# QUESTIONS À TRAITER
[A] Recopiez fidèlement le passage de l'extrait sur l'armée et les réformes du DMF compris entre « Mais contrairement à » et « des réformes souhaitées. », ces deux bornes incluses.
[B] Prolongez l'extrait sur l'armée et les réformes du DMF en reprenant juste après sa dernière phrase.

# EXTRAIT DU TEXTE

»»

Mais contrairement à ce qu'a affirmé Andreas
Gross dans la NZZ, nous avons fait nos analyses de
façon sérieuse et publiquement. Nous avons
mentionné plusieurs motifs qui nous incitent à ne pas croire
que «le train que le GSsA a mis sur les rails avec
sa première initiative» (v. lettre) va prendre tout seul
la direction des réformes souhaitées.
- Il faut une analyse un peu plus approfondie de
ce que signifient en réalité «les chances pour le
changement politique au niveau mondial après
1989». Certes, l'idéologie militaire et la politique de
sécurité sont en mutation, en Suisse et ailleurs. Cela
ne signifie pourtant pas que le militarisme et les
armées vont disparaître d'eux-mêmes. Au
contraire: on perçoit bien les indices d'une nouvelle pensée
où le contrôle et l'intervention globaux devront
être imposés par la force et ceci afin de re-légitimer
les armées.
- C'est de plus en plus dans ce même sens que
vont les «réformes en matière de politique de paix» et
les «réformes drastiques» émanant du DMF, que
vous mentionnez dans votre lettre. Dans le discours
des réformateurs du DMF l'armée ne servirait plus à
des fins dissuasives, mais devient soudainement un instrument de la «solidarité». On cache ainsi
les structures violentes et les causes des conflits
au niveau global et on nie les possibilités de
solution pacifique des conflits.

««

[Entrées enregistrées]
»»

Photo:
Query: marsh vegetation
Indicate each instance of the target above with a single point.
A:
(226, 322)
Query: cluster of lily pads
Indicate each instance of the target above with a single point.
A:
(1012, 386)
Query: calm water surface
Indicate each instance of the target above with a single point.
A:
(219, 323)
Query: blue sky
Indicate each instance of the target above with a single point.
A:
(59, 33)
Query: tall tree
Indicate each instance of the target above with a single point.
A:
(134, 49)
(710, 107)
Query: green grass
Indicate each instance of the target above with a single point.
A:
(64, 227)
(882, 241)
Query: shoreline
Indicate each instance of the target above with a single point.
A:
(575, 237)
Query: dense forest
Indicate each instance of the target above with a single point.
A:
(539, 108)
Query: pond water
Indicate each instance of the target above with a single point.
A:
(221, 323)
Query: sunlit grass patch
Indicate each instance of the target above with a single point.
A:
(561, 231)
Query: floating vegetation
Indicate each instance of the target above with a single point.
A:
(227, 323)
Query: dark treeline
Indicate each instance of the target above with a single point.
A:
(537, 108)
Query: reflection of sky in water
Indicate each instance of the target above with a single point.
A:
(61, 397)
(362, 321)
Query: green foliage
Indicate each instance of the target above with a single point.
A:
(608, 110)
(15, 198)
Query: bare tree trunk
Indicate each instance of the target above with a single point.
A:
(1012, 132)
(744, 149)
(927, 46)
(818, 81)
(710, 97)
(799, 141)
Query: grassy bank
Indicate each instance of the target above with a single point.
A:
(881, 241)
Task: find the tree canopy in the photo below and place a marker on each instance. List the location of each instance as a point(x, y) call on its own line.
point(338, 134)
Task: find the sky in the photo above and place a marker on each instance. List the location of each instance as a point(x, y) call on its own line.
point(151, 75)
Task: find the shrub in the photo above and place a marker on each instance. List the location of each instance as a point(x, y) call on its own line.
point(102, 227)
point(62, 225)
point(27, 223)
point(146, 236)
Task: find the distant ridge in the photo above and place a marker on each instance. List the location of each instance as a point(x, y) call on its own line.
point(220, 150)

««

# RÉPONSES DE L'EXERCICE
[A]
Mais contrairement à ce qu'a affirmé Andreas
Gross dans la NZZ, nous avons fait nos analyses de
façon sérieuse et publiquement. Nous avons
mentionné plusieurs motifs qui nous incitent à ne pas croire
que «le train que le GSsA a mis sur les rails avec
sa première initiative» (v. lettre) va prendre tout seul
la direction des réformes souhaitées.

[B]
- De plus en plus de gens se conforment à
cette nouvelle pensée qui, sous une couverture
humanitaire et civilisatrice, diffuse les vieux fantasmes
de la toute-puissance militaire. Des interventions
militaires partout où la politique n'arrive plus à
contrôler les conséquences de l'injustice, de l'exploitation
et de l'oppression: voilà la nouvelle norme qui
s'impose. Nos deux initiatives veulent justement
s'opposer à cette évolution. En partant des
expériences de mouvements sociaux de base dans le
monde, nous voulons développer une autre
perspective pour l'ouverture et pour la solidarité.
- La critique est toujours bienvenue. Mais nous
comprenons mal que vous nous reprochiez
continuellement de poursuivre un objectif qui n'est pas le
nôtre. Notre but n'est pas la «répétition d'une recette
de succès» comme vous nous l'insinuez. Nous
n'avons pas pour but de briser le tabou de l'armée
une deuxième fois, ni celui de chercher notre «68»
ou notre «89» à nous. Vous, les quatre mêmes
signataires de la lettre, avez avancé ces mêmes motifs
à l'encontre des militants actifs du GSsA il y a
une année et demie déjà. Si vous aviez même
seulement suivi le contenu de notre discussion,
vous sauriez qu'il n'en est rien.
La grande majorité des membres actifs du GSsA
a confirmé à plusieurs reprises qu'elle estime utile
et nécessaire le lancement des nouvelles initiatives.
La décision de ne pas partager ce choix vous
appartient. Nous ne comprenons toutefois pas que vous conduisiez une campagne politique contre les projets
du GSsA alors même que vous n'en avez jamais
sérieusement discuté les contenus. Andreas Gross a
affirmé que le lancement des deux initiatives du GSsA
serait «du poison» (Berner Zeitung) et «contreproductif»
(NZZ) pour la politique de paix. Cela n'est pas justifiable
avec l'analyse de l'évolution de la politique de sécurité
au niveau suisse et international. On perçoit plutôt
dans cette position une mythification de son propre
succès de 1989.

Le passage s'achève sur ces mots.